---- TEXTE DE LECTURE

VII. LES VALEURS FONDAMENTALES


DE LA VIE SOCIALE


a) Rapport entre principes et valeurs


197 La doctrine sociale de l'Église, au-delà des principes qui doivent présider à l'édification d'une société digne de l'homme, indique aussi des valeurs fondamentales. Le rapport entre principes et valeurs est indéniablement un rapport de réciprocité, dans la mesure où les valeurs sociales expriment l'appréciation à attribuer aux aspects déterminés du bien moral que les principes entendent réaliser, en s'offrant comme points de référence pour une structuration opportune et pour conduire la vie sociale de manière ordonnée. Les valeurs requièrent donc à la fois la pratique des principes fondamentaux de la vie sociale et l'exercice personnel des vertus, donc des attitudes morales correspondant aux valeurs elles-mêmes.426

Toutes les valeurs sociales sont inhérentes à la dignité de la personne humaine, dont elles favorisent le développement authentique, et sont essentiellement: la vérité, la liberté, la justice et l'amour.427 Leur pratique est une voie sûre et nécessaire pour atteindre le perfectionnement personnel et une vie sociale en commun plus humaine; elles constituent la référence incontournable pour les responsables de la chose publique, appelés à mettre en oeuvre « les réformes substantielles des structures économiques, politiques, culturelles et technologiques et les nécessaires changements dans les institutions ».428 Le respect de la légitime autonomie des réalités terrestres conduit l'Église à ne pas se réserver des compétences spécifiques d'ordre technique et temporel,429 mais elle ne l'empêche pas d'intervenir pour montrer comment, dans les différents choix de l'homme, ces valeurs sont affirmées ou, vice-versa, niées.430

b) La vérité


198 Les hommes sont tenus de façon particulière à tendre continuellement vers la vérité, à la respecter et à l'attester de manière responsable.431 Vivre dans la vérité revêt une signification spéciale dans les rapports sociaux: la vie en commun entre les êtres humains au sein d'une communauté est, en effet, ordonnée, féconde et correspond à leur dignité de personnes lorsqu'elle se fonde sur la vérité.432 Plus les personnes et les groupes sociaux s'efforcent de résoudre les problèmes sociaux selon la vérité, plus ils s'éloignent de l'arbitraire et se conforment aux exigences objectives de la moralité.

--------
---- DONNÉES EXTRAITES

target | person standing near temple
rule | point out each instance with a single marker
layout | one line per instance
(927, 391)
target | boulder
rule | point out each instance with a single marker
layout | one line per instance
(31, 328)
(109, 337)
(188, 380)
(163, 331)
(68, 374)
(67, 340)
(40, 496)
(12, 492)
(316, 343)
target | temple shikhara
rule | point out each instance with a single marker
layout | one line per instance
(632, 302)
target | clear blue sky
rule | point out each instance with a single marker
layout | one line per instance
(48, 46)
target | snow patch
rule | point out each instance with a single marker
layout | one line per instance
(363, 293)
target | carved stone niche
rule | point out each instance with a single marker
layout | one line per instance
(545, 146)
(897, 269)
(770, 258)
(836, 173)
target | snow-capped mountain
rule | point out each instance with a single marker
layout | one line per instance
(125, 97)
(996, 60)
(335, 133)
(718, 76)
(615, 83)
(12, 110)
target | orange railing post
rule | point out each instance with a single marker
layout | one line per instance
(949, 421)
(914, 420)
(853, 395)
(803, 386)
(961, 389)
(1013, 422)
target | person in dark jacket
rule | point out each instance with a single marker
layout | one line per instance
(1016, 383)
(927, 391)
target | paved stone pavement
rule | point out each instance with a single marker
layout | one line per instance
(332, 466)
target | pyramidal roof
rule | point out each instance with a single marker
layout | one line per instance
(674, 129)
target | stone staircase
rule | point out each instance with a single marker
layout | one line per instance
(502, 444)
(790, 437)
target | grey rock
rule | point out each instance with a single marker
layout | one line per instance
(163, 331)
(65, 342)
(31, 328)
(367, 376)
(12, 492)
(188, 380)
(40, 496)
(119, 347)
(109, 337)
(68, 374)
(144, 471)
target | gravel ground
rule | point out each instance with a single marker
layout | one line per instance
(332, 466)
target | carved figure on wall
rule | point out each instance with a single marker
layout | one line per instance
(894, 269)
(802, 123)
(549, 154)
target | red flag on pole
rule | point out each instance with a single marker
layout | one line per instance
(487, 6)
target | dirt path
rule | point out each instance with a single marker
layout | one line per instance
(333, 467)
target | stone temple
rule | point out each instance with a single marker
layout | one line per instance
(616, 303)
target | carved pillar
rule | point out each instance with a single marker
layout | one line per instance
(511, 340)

--------

* [OBJECTIFS]
a) Dites si chacune des affirmations suivantes s'accorde avec le texte de lecture, en répondant par oui ou par non et en citant textuellement les mots qui tranchent la question. (i) Le rapport entre principes et valeurs est un rapport de réciprocité. (ii) L'Église se réserve des compétences spécifiques d'ordre technique et temporel. (iii) Les valeurs sociales sont essentiellement la vérité, la liberté, la justice et l'amour.
b) Recopiez tout le passage du texte de lecture qui va de « 198 Les hommes » jusqu'à « de la moralité. ».

* [CORRIGÉ DE L'EXERCICE]
a)
(i) Oui : « Le rapport entre principes et valeurs est indéniablement un rapport de réciprocité ».
(ii) Non : « conduit l'Église à ne pas se réserver des compétences spécifiques d'ordre technique et temporel ».
(iii) Oui : « et sont essentiellement: la vérité, la liberté, la justice et l'amour ».

b)
198 Les hommes sont tenus de façon particulière à tendre continuellement vers la vérité, à la respecter et à l'attester de manière responsable.431 Vivre dans la vérité revêt une signification spéciale dans les rapports sociaux: la vie en commun entre les êtres humains au sein d'une communauté est, en effet, ordonnée, féconde et correspond à leur dignité de personnes lorsqu'elle se fonde sur la vérité.432 Plus les personnes et les groupes sociaux s'efforcent de résoudre les problèmes sociaux selon la vérité, plus ils s'éloignent de l'arbitraire et se conforment aux exigences objectives de la moralité.